▶ **YOUR TASK**: What follows is a block of records; reproduce all of it verbatim.

▶ **DATA RECORDS**:
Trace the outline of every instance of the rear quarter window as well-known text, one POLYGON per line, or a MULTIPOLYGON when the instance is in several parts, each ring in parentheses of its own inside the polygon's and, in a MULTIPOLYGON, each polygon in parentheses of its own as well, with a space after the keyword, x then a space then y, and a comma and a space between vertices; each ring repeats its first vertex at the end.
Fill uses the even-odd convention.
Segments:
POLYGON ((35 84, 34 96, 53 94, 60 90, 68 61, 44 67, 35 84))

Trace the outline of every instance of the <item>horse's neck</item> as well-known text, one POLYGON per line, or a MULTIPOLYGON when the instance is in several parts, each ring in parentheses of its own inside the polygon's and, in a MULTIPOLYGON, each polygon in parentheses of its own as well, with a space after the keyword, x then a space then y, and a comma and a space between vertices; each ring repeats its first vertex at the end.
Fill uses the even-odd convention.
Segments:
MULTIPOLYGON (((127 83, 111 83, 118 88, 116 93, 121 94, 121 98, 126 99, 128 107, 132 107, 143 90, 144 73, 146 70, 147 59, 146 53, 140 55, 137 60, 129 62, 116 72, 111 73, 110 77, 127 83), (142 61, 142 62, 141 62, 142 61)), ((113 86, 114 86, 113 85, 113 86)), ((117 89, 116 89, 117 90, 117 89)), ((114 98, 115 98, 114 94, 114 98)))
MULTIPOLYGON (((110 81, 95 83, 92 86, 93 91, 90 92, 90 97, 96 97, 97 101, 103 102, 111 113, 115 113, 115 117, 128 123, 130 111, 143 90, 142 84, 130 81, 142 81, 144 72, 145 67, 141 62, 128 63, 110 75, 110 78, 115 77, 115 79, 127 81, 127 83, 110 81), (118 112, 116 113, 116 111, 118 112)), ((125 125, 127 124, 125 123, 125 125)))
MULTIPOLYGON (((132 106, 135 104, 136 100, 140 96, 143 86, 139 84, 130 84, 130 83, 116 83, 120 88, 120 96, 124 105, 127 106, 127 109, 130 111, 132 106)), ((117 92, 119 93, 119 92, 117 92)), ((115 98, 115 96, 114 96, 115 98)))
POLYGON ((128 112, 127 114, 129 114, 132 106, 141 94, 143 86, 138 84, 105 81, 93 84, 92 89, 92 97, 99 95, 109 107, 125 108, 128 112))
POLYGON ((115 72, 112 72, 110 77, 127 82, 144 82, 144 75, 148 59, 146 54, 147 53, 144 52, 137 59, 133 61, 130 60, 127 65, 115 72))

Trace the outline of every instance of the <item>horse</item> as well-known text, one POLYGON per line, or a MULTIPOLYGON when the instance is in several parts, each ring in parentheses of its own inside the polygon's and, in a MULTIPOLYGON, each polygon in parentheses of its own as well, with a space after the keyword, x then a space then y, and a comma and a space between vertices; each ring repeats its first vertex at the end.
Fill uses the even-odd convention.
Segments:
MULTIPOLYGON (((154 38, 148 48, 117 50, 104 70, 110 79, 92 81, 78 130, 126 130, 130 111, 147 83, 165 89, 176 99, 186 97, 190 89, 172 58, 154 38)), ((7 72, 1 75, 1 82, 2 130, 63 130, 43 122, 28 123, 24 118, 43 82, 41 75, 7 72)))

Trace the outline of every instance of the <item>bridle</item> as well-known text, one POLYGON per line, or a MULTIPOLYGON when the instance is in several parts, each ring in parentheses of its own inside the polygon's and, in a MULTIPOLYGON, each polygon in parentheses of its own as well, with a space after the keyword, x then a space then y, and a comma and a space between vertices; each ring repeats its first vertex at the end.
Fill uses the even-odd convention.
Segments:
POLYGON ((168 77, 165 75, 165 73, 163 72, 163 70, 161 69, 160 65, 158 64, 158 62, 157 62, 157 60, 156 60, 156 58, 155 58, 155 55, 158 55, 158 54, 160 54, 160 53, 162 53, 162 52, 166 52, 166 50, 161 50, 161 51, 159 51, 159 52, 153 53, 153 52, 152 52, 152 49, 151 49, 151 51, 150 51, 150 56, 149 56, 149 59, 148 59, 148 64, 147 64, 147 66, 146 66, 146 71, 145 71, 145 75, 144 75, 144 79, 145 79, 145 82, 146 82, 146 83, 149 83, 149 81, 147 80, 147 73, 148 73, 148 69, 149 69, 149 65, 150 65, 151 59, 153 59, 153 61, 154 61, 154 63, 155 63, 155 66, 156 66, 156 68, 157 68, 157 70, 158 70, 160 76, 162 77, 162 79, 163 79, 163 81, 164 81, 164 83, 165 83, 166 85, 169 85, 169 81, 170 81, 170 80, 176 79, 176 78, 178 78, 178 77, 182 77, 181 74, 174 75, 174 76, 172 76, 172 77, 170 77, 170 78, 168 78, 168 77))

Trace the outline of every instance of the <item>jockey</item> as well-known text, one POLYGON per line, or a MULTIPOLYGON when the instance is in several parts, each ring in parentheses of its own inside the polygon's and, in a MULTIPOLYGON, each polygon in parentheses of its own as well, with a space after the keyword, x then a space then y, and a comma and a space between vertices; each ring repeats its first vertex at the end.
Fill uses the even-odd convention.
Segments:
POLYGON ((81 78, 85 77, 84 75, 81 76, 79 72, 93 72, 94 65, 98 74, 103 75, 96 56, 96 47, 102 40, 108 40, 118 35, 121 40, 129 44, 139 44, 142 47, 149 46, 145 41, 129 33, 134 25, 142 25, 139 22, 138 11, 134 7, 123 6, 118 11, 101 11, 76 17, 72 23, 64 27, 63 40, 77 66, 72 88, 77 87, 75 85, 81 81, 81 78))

▶ **REPLY TO THE TASK**:
Trace the outline of every instance of the rear quarter window as well-known text, one POLYGON per line, or a MULTIPOLYGON when the instance is in several parts, each ring in parentheses of its own inside the polygon's and, in a MULTIPOLYGON, each polygon in parentheses of its own as well, with a space after the keyword, x then a space then y, and a comma and a space between vertices; each ring repeats its first vertex at the end.
Fill uses the even-odd convention.
Segments:
POLYGON ((35 84, 34 96, 53 94, 60 90, 68 61, 44 67, 35 84))

Trace the outline of every instance of the <item>horse's neck</item> as well-known text, one POLYGON per line, or a MULTIPOLYGON when the instance is in several parts, each ring in parentheses of its own inside the polygon's and, in a MULTIPOLYGON, each polygon in parentheses of its own as well, with a space after the keyword, x then a space then y, and a comma and a space between vertices; each ring repeats its first vertex at the end.
Fill uses the even-odd convention.
Segments:
MULTIPOLYGON (((127 83, 111 83, 118 88, 116 93, 121 94, 121 98, 126 99, 128 107, 132 107, 143 90, 144 73, 146 70, 147 59, 146 53, 140 55, 137 60, 129 62, 116 72, 111 73, 110 77, 127 83), (142 61, 142 62, 141 62, 142 61)), ((113 86, 114 86, 113 85, 113 86)), ((117 89, 116 89, 117 90, 117 89)), ((114 98, 115 98, 114 94, 114 98)))
MULTIPOLYGON (((110 81, 95 83, 92 86, 93 91, 90 92, 90 97, 96 97, 97 101, 103 102, 111 113, 115 113, 115 117, 128 123, 130 111, 143 90, 142 84, 130 81, 142 81, 144 72, 145 67, 141 62, 128 63, 110 75, 110 78, 115 77, 115 79, 127 81, 127 83, 110 81), (118 112, 116 113, 116 111, 118 112)), ((125 125, 127 124, 125 123, 125 125)))
MULTIPOLYGON (((132 106, 135 104, 136 100, 140 96, 143 86, 139 84, 130 84, 130 83, 116 83, 120 88, 120 96, 124 105, 127 106, 127 109, 130 111, 132 106)), ((117 92, 119 93, 119 92, 117 92)), ((115 98, 115 96, 114 96, 115 98)))
POLYGON ((128 112, 127 114, 129 114, 132 106, 141 94, 143 86, 138 84, 105 81, 93 84, 92 89, 92 97, 99 95, 109 107, 125 108, 128 112))
POLYGON ((115 72, 112 72, 110 77, 127 82, 144 82, 144 75, 148 59, 146 54, 147 53, 144 52, 137 59, 133 61, 130 60, 127 65, 115 72))

Trace the outline of every instance of the <item>horse</item> as well-known text, one POLYGON per line, or a MULTIPOLYGON when the instance is in several parts, each ring in parentheses of its own inside the polygon's and, in a MULTIPOLYGON, each polygon in parentheses of its own as well, with a space after the keyword, x then a space then y, and a comma and a space between vertices; each ring repeats its first vertex at the end.
Fill uses the even-odd convention.
Segments:
MULTIPOLYGON (((154 38, 148 48, 117 50, 104 70, 110 79, 92 81, 78 130, 126 130, 130 111, 147 83, 165 89, 176 99, 186 97, 190 89, 172 58, 154 38)), ((7 72, 1 75, 1 82, 2 130, 63 130, 43 122, 28 123, 24 118, 43 82, 41 75, 7 72)))

Trace the outline of every instance of the <item>bridle</item> as well-known text, one POLYGON per line, or a MULTIPOLYGON when the instance is in several parts, each ring in parentheses of its own inside the polygon's and, in a MULTIPOLYGON, each polygon in parentheses of its own as well, with a space after the keyword, x then a space then y, and a comma and a space between vertices; each ring repeats its first vertex at the end.
Fill uses the even-odd convention.
Segments:
POLYGON ((168 77, 165 75, 165 73, 163 72, 163 70, 161 69, 160 65, 158 64, 158 62, 157 62, 157 60, 156 60, 156 58, 155 58, 155 55, 158 55, 158 54, 160 54, 160 53, 162 53, 162 52, 166 52, 166 50, 161 50, 161 51, 159 51, 159 52, 153 53, 153 52, 152 52, 152 49, 151 49, 151 51, 150 51, 150 56, 149 56, 149 59, 148 59, 148 64, 147 64, 147 66, 146 66, 146 71, 145 71, 145 75, 144 75, 144 79, 145 79, 145 82, 146 82, 146 83, 149 83, 149 81, 147 80, 147 73, 148 73, 148 69, 149 69, 149 65, 150 65, 151 59, 153 59, 153 61, 154 61, 154 63, 155 63, 155 66, 156 66, 156 68, 157 68, 157 70, 158 70, 160 76, 162 77, 162 79, 163 79, 163 81, 164 81, 164 83, 165 83, 166 85, 169 85, 169 81, 170 81, 170 80, 176 79, 176 78, 178 78, 178 77, 182 77, 181 74, 174 75, 174 76, 172 76, 172 77, 170 77, 170 78, 168 78, 168 77))

Trace the outline of every instance of the <item>jockey</item> as well-known text, one POLYGON per line, or a MULTIPOLYGON when the instance is in several parts, each ring in parentheses of its own inside the polygon's and, in a MULTIPOLYGON, each polygon in parentheses of its own as well, with a space after the keyword, x then a space then y, and a comma and a space between vertices; each ring repeats its first vertex at the end.
Fill uses the even-odd convention.
Segments:
POLYGON ((81 78, 85 77, 84 75, 81 76, 79 72, 93 72, 94 65, 98 74, 103 75, 96 56, 96 47, 102 40, 108 40, 118 35, 121 40, 129 44, 139 44, 142 47, 149 46, 145 41, 129 33, 134 25, 142 25, 139 22, 138 11, 134 7, 123 6, 118 11, 101 11, 76 17, 72 23, 64 27, 63 40, 77 66, 72 88, 77 87, 75 85, 81 81, 81 78))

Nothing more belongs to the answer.